Textauszug:
════════════════
„Eine Seefahrt die ist lustig, eine Seefahrt, die ist schön! Denn da kann man fremde Länder und noch manches andre sehn! Hol-la-hi, hol-la-ho,…“
Nun, der Respekt vor dem Meer und seinen Wellen war schon recht groß. Hatten wir doch keine Ahnung, wie das denn da so wird auf hoher See. Meine letzte Hochseereise war ungefähr 45 Jahre her und führte von der Insel Föhr nach Helgoland. Das war ein großer Spaß auf richtig rauher Hochsee, die Vielen auf der Nussschale den Appetit verdorben hatte.
Der Sturm vor Bord am Vorabend hatte sich gelegt und die nunmehr wesentlich größere MS Fridtjof Nansen zog ihre Bahnen ruhig in Richtung des arktischen Ozeans. Gut zwei Tage schipperten wir von Island hinüber nach Grönland. Zwei Tage Zeit, um auch geistig anzukommen, weg von Heim und Arbeit, abschalten von den Aufgeregtheiten des Alltags und der Anreise. Und Gelegenheit, sich an Bord zu orientieren und akklimatisieren.
Die Kabine war überraschend geräumig und von höherem Ausstattungsniveau, die Kojen extrem bequem. Vor allem aber war es sehr leise – kein Motorenlärm und keine Geräuschkulissen aus der Nachbarschaft. Das Fenster zum Hof lud zum spannen ein. Pauli sein Frau nahm das Angebot zum saunieren dankend an, um anschließend im außerhäuslichen Whirlpool Dampf abzulassen. Währenddessen glotzte ihr Mann verträumt in die ewigen Weiten des Ozeans.
Die Crew stellte sich selbst, das vor uns liegende Programm und die schifflichen Abläufe vor. Man wurde Gruppen mit tierischen Namen zugeordnet, was später hilfreich beim organisieren von Exkursionen war. Wir gehörten zur Gruppe „Bow Haed Whales“, übersetzt „Grönlandwale“. Jeder bekam eine Jacke und Trinkflasche geschenkt und Gummistiefel geliehen. Die Bordrestaurants kredenzten sehr gutes und abwechslungsreiches Essen. Hier wurde einem bei jedem Mahl jedesmal ein Tisch zugeordnet und zu selbigen hinbegleitet. Joh, und so wurden es erste, recht kurzweilige Tage an Bord, bei dem vor allem Ruhe in Körper und Geist eintreten sollten. Auch wenn gleichzeitig die innere Aufregung um das, was vor uns lag, doch wuchs…
Dann, endlich, früh am Morgen des dritten Tages war es soweit: der erste Eisberg voraus!!! Naja, also ganz weit weg, am Horizont und nur mit dem Tele gut zu erahnen. Ein richtiger Kawenzmann! Wahrscheinlich. Man, man, man… Toll!
════════════════
Vorliegende Datensätze:
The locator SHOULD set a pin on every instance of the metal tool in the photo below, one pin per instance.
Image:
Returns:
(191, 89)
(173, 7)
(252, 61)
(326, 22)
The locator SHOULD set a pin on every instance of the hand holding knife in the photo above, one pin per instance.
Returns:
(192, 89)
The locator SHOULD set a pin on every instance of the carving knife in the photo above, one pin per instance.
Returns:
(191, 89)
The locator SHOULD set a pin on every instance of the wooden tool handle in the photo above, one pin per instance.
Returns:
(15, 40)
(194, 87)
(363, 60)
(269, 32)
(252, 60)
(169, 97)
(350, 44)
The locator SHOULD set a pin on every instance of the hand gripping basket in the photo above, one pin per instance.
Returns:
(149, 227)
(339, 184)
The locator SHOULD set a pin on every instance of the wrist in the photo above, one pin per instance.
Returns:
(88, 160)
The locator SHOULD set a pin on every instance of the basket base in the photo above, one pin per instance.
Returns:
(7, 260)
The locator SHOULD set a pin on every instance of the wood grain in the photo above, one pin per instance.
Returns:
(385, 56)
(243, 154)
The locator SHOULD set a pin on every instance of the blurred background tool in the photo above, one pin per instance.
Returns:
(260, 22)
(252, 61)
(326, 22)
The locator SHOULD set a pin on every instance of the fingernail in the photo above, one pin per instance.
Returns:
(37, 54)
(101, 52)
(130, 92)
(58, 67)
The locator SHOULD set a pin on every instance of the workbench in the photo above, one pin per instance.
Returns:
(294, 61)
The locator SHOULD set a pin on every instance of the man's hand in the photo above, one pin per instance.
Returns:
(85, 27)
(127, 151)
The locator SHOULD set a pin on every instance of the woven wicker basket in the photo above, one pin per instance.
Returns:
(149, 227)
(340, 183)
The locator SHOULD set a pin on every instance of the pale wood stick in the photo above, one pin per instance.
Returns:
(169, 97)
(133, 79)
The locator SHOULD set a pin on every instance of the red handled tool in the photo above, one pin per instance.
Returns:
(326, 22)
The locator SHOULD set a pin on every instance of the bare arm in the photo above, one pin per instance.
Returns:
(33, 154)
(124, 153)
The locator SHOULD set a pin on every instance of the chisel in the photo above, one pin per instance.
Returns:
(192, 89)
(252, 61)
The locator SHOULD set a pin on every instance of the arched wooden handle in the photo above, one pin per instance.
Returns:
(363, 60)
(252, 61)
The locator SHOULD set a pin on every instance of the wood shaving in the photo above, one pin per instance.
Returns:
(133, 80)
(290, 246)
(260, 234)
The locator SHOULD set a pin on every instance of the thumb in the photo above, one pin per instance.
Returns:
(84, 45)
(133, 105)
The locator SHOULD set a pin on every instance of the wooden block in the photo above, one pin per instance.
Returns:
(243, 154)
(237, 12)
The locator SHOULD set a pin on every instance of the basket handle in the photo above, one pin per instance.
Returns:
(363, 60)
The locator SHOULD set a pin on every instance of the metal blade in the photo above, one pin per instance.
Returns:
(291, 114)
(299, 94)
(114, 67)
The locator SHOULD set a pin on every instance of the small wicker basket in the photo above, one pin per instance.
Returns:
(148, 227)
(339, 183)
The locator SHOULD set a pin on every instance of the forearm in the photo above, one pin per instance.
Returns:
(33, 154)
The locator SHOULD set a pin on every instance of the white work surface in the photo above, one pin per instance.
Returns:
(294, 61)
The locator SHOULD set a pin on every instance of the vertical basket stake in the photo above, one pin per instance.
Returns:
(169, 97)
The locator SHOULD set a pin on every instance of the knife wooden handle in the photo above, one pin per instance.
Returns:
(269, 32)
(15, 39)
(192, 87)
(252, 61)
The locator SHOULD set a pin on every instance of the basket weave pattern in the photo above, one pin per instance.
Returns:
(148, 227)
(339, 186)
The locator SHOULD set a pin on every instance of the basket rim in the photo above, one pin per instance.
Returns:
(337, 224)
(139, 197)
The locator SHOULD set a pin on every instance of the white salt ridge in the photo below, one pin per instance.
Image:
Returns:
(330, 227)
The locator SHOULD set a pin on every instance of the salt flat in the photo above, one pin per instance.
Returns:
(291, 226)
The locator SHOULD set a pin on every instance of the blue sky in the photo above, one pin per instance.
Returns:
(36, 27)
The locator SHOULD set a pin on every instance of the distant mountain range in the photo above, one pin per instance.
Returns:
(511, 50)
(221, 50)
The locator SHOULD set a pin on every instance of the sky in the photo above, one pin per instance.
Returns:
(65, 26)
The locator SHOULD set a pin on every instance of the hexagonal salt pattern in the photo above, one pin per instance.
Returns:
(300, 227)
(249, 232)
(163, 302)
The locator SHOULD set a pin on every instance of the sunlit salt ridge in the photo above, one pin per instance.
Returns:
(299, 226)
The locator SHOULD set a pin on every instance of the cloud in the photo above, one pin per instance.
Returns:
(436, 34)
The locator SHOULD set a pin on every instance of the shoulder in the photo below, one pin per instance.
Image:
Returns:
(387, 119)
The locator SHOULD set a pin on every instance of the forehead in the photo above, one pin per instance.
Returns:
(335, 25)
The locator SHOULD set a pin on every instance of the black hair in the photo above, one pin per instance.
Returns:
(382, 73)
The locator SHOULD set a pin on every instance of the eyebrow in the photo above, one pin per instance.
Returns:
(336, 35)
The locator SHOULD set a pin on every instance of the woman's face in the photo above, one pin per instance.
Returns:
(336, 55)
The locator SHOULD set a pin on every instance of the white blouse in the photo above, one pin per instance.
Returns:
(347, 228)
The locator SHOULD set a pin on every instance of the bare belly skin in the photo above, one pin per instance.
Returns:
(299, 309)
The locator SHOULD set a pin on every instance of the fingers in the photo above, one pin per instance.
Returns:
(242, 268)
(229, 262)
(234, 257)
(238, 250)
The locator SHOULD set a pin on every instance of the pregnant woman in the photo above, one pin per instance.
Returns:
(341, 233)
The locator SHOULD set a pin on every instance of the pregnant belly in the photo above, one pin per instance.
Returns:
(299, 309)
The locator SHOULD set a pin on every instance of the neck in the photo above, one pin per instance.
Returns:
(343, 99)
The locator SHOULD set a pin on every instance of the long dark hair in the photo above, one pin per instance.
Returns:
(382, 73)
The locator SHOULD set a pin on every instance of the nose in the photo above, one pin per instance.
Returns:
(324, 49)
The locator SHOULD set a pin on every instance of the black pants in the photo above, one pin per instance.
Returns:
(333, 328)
════════════════
Aufgaben:
1) Entnehmen Sie dem Textauszug wörtlich den Abschnitt zwischen „Die Kabine war“ und „Weiten des Ozeans.“, beide eingeschlossen.
2) Schreiben Sie die Zeilen der Datensätze unverändert ab, die von der Zeile mit „the black pants“ bis zum Ende der Datensätze reichen, beide Enden eingeschlossen.

Lösungen:
1)
Die Kabine war überraschend geräumig und von höherem Ausstattungsniveau, die Kojen extrem bequem. Vor allem aber war es sehr leise – kein Motorenlärm und keine Geräuschkulissen aus der Nachbarschaft. Das Fenster zum Hof lud zum spannen ein. Pauli sein Frau nahm das Angebot zum saunieren dankend an, um anschließend im außerhäuslichen Whirlpool Dampf abzulassen. Währenddessen glotzte ihr Mann verträumt in die ewigen Weiten des Ozeans.

2)
The locator SHOULD set a pin on every instance of the black pants in the photo above, one pin per instance.
Returns:
(333, 328)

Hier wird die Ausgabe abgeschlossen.